* **Page excerpt**
Often times I am asked what my daily schedule looks like; It’s quite flexible and I’m not playing board games all the time, although that is an important way to make connections with the locals!😊 Getting to know people and the culture as well as learning the language are very important parts of my daily schedule. As well, I am in contact with other people who are involved with the Atlantic Bridge project here, such as my Project Coordinator and youth leaders from some of the local churches. Together, we work together to organize youth exchanges and other events; for example we’re currently working on a youth weekend in Dresden with Czech and German youth in the up and coming months!
Last week, three friends from the Mennonite Church in Dresden and a guy I met here in Most came to help me with painting the apartment! We had such a good time together and I am really grateful for their help! 😊 I am looking forward to the weekend in Dresden when we will all meet together again!

Tuesday, May 7, 2019

Peace Weekend in Dresden

Tine Look reporting from the Czech Republic

As an EVS Volunteer for Atlantic Bridge, I am used to the term "Building Bridges" - but how can this idea come alive? Last weekend (29th to 31th March) I  experienced it with a group of 20 people from all over the world. 
A team of youth leaders from the Mennonite church Dresden and Ian and me (volunteers of Atlantic Bridge) organised a youth events for Czechs and Germans! Moreover, two Chinese and one Japanese joined us, who are studying at the university in Dresden! We called it "The Peace Weekend"._ 

On Friday evening I arrived with four czech youth in Dresden. The German youth group already had prepared a great meal for us and while dinner we had some time to get to know each other. For the evening we prepared some games with the theme of  *"Peace between cultures".* Next, we used the evenings on Friday and Saturday for worship songs and hearing a small devotion about the day's theme. 
The topic for Saturday was *"Peace between God and humans"* . We started the day with the story of Brother Andrew, a Dutch man, smuggling bibles throughout communist europe! - but we didn't just hear the story, we also made it come alive, because the leaders from Dresden prepared a really cool city game in the Old Town of Dresden!! The idea behind it was that we had to smuggle bibles in small groups from one historical place to the other. On our phones we got questions and hints about where the next place would be!! This game was a big success, also because of the wonderful weather God gave us! :-) 
In the evening we cooked a traditional czech meal: Svičkova!
On Sunday we used our chance to present some pictures in the Sunday service of the Mennonite church. 
All together it was a successful weekend, even though the language difference was a barrier sometimes and we had to sleep in sleeping bags. We as leaders learnd more about leading intercultural groups and also the youth gave a good feedback for the weekend. A czech said :

I wish I can be on more events like this. It was super exciting and encouraging.

Friday, March 15, 2019

My guest home weekend in Ouddorp

Guesthome in Ouddorp

Ouddorp is a small coastal village on the island of Goeree Overflakee, just below the big city of Rotterdam. Very nice people live here and many of them go to church. My task on this island is to find out about youth in the churches, what they think, how many youth groups there are and if they are interested in building bridges.

Point-based annotation data:
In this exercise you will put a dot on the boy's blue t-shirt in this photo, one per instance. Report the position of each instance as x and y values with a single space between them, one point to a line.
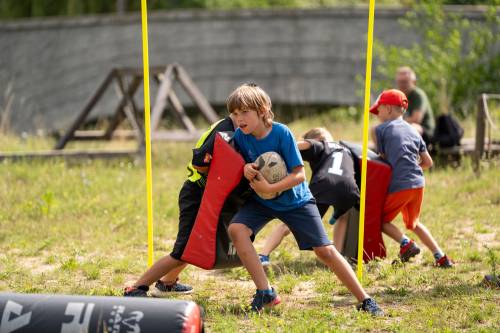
281 141
401 146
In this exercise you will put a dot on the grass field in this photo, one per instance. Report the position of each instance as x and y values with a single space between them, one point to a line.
80 228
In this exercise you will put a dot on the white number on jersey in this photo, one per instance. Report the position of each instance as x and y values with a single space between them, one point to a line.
337 163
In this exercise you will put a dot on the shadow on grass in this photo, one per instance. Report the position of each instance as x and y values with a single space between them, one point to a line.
439 291
295 267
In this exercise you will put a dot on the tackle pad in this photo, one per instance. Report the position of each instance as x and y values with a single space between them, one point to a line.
32 313
209 245
378 178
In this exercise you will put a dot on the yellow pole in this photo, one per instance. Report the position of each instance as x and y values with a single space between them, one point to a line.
147 126
366 122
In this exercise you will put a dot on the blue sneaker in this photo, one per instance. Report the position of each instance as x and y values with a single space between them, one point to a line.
369 305
140 291
263 300
264 260
161 289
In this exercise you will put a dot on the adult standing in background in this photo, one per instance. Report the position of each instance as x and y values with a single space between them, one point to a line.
419 113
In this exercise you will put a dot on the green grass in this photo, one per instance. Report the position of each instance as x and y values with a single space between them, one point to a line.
80 228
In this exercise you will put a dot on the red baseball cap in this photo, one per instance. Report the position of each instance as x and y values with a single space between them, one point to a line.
390 97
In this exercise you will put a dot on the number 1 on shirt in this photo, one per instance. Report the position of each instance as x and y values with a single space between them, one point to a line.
337 163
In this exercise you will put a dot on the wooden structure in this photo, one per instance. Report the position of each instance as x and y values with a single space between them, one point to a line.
485 145
480 147
128 81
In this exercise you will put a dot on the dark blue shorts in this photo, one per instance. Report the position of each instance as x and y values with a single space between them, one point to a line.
304 222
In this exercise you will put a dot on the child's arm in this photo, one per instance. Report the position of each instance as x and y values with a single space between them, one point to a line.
425 160
294 178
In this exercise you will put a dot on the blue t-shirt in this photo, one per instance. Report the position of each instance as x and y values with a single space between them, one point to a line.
401 146
281 141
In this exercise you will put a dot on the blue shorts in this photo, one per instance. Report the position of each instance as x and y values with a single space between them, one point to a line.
304 222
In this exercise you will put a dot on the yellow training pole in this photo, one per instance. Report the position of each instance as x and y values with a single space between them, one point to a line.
366 122
147 126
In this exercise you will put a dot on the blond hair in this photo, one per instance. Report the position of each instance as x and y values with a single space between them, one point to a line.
249 96
319 133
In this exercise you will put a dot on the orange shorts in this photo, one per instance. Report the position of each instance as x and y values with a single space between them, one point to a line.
407 202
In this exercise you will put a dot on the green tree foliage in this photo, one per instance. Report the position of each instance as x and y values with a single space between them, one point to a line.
31 8
455 58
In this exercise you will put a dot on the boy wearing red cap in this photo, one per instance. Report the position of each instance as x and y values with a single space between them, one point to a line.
401 145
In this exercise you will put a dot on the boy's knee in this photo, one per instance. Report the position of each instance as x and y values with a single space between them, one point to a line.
284 229
237 230
324 252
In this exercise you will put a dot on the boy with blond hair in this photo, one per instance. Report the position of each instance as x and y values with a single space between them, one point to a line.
257 133
405 150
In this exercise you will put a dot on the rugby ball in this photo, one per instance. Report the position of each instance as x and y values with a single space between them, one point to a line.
273 169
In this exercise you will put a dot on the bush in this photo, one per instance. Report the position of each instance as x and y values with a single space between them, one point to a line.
455 59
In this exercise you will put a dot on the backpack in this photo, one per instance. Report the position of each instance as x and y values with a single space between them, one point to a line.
448 131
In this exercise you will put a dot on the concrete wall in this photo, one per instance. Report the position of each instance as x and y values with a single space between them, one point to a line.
301 57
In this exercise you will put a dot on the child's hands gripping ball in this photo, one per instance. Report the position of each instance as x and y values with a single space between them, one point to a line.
272 167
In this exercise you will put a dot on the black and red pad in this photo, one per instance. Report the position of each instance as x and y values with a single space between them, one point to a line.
209 246
378 178
25 313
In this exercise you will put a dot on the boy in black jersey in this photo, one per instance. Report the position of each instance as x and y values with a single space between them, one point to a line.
167 269
332 184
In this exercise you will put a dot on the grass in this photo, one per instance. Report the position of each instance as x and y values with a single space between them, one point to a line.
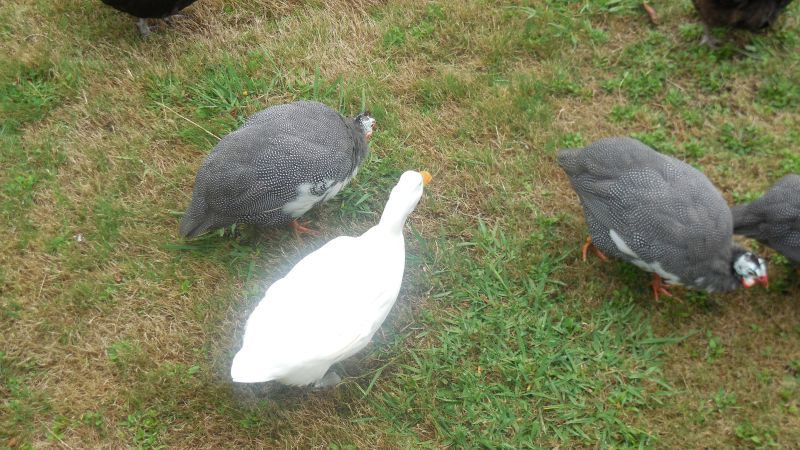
117 333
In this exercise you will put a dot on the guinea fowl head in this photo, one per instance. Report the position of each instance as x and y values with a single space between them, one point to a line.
750 269
366 123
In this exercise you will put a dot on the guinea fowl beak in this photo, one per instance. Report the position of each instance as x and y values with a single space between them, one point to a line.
426 177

* **Tasks**
1. Output everything in the blog excerpt from "A team of youth" down to "the day's theme.".
2. Return the lines of the records from the one containing "guinea fowl beak" down to the end of the records.

* **Exercise responses**
1.
A team of youth leaders from the Mennonite church Dresden and Ian and me (volunteers of Atlantic Bridge) organised a youth events for Czechs and Germans! Moreover, two Chinese and one Japanese joined us, who are studying at the university in Dresden! We called it "The Peace Weekend"._ 

On Friday evening I arrived with four czech youth in Dresden. The German youth group already had prepared a great meal for us and while dinner we had some time to get to know each other. For the evening we prepared some games with the theme of  *"Peace between cultures".* Next, we used the evenings on Friday and Saturday for worship songs and hearing a small devotion about the day's theme.

2.
In this exercise you will put a dot on the guinea fowl beak in this photo, one per instance. Report the position of each instance as x and y values with a single space between them, one point to a line.
426 177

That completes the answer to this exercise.